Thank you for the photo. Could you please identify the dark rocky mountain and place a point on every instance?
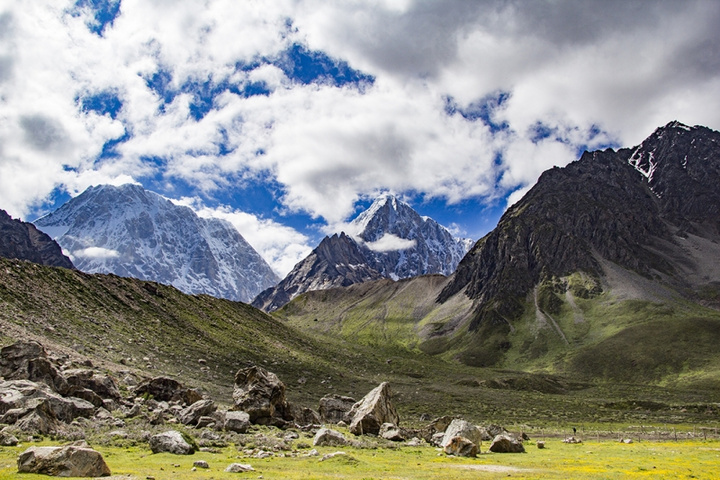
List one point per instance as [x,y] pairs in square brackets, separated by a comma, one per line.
[338,261]
[391,241]
[132,232]
[21,240]
[608,268]
[652,210]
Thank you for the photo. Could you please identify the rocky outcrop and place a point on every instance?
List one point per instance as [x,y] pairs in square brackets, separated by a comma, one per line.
[630,207]
[461,428]
[68,461]
[171,441]
[461,447]
[23,241]
[326,437]
[506,444]
[164,389]
[235,421]
[191,415]
[376,408]
[261,394]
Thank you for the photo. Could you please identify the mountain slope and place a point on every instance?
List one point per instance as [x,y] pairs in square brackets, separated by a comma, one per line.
[616,247]
[23,241]
[389,240]
[135,233]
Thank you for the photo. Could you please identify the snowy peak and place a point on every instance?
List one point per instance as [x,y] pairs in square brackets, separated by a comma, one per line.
[388,240]
[132,232]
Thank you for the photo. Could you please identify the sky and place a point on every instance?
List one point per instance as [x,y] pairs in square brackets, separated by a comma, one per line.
[288,117]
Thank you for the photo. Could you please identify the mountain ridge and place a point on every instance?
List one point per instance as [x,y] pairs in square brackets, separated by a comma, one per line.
[387,240]
[133,232]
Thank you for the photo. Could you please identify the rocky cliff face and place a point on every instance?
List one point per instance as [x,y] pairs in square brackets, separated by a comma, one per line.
[644,209]
[131,232]
[390,240]
[23,241]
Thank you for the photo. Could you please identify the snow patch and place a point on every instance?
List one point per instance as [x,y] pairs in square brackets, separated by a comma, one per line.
[54,232]
[96,253]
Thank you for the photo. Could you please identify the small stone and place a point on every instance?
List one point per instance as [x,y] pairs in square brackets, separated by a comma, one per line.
[239,468]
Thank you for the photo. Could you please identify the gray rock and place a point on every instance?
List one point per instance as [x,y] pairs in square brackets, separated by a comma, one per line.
[164,389]
[191,414]
[506,444]
[391,432]
[68,461]
[326,437]
[236,421]
[304,416]
[334,407]
[261,394]
[28,361]
[239,468]
[461,447]
[171,441]
[372,411]
[461,428]
[8,440]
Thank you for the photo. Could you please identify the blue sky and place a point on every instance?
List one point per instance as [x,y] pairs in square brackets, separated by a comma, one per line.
[289,117]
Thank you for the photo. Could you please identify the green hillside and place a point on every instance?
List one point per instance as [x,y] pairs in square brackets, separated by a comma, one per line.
[127,326]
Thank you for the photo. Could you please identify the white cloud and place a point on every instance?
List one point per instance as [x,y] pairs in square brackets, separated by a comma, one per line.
[95,253]
[390,243]
[626,68]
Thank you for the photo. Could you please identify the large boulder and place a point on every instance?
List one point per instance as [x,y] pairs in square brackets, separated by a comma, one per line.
[334,408]
[506,444]
[171,442]
[37,408]
[28,361]
[462,428]
[68,461]
[163,389]
[261,394]
[461,447]
[372,411]
[305,417]
[190,415]
[436,426]
[326,437]
[236,421]
[81,380]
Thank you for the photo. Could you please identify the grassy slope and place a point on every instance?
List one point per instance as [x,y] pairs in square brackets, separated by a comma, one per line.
[112,320]
[568,329]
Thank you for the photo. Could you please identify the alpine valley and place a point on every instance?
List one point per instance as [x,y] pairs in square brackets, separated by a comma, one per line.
[596,297]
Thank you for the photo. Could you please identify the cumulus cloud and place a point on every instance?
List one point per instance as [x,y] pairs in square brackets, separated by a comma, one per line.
[566,76]
[390,243]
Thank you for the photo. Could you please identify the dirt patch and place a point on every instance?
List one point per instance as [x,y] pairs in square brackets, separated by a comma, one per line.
[493,468]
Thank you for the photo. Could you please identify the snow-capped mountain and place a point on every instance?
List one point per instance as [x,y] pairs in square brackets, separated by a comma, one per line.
[132,232]
[404,244]
[388,240]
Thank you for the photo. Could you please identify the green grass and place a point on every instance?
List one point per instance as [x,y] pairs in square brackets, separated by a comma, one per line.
[589,460]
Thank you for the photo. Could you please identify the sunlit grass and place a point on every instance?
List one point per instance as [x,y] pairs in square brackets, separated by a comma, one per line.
[589,460]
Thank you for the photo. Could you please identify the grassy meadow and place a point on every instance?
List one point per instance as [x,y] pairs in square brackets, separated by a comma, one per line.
[591,459]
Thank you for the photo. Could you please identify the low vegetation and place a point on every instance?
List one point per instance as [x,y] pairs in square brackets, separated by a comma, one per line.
[591,459]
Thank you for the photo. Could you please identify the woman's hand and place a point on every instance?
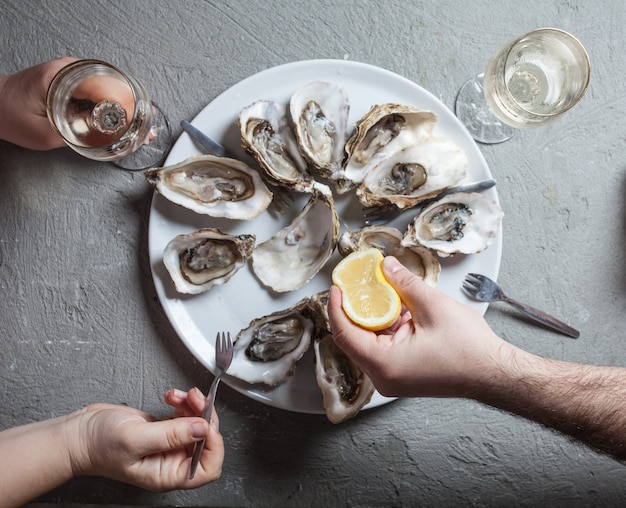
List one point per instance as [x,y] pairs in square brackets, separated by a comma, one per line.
[23,117]
[132,446]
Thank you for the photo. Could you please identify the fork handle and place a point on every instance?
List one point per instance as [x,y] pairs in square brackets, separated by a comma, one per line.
[543,318]
[206,414]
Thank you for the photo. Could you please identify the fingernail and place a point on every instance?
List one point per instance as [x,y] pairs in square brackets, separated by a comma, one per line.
[198,430]
[391,264]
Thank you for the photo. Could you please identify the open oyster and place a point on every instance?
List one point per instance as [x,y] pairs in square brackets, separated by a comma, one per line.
[414,173]
[292,257]
[200,260]
[267,136]
[266,351]
[420,260]
[383,130]
[464,222]
[215,186]
[345,387]
[319,112]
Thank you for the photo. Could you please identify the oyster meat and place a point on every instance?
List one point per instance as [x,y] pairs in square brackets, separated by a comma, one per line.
[266,351]
[319,112]
[345,387]
[215,186]
[420,260]
[463,222]
[413,174]
[292,257]
[200,260]
[383,130]
[267,136]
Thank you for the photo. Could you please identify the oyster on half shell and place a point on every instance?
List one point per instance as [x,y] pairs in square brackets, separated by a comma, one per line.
[383,130]
[215,186]
[420,260]
[293,255]
[414,173]
[345,387]
[205,258]
[463,222]
[319,112]
[267,136]
[266,351]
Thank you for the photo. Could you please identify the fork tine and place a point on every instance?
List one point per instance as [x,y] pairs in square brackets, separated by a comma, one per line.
[224,343]
[470,288]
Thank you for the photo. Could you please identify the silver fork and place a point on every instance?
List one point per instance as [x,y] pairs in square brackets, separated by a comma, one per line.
[223,357]
[382,214]
[282,197]
[483,289]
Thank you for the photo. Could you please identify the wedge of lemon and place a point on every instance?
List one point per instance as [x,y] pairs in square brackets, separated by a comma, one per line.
[368,299]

★ ★ ★ ★ ★

(Your goal) Nothing but the lines from the beginning of the material above through the line containing "Thank you for the photo. Could you please identify the snowy" should appear in the answer, copied exactly and free of pictures.

(Exercise answer)
Thank you for the photo. Could you please identify the dark rocky mountain and place a point on every instance?
List one point per instance as [x,y] pairs in square brackets, separated by a comma, one per line.
[338,261]
[391,241]
[132,232]
[21,240]
[608,268]
[652,210]
Thank you for the photo. Could you please identify the rocky outcrop and place a point on every instance?
List one point per instance as [x,y] pairs in square brackets, separated by a comma, one per line.
[630,207]
[461,428]
[68,461]
[171,441]
[461,447]
[23,241]
[326,437]
[506,444]
[164,389]
[235,421]
[191,415]
[376,408]
[261,394]
Thank you for the photo. Could you please identify the mountain slope and place a point on every instance?
List one point per instance as [x,y] pairs in square brackets, separated by a comma, one per line.
[616,247]
[23,241]
[389,240]
[135,233]
Thank you for the photo. Could you please identify the snowy peak and place a point on every instance?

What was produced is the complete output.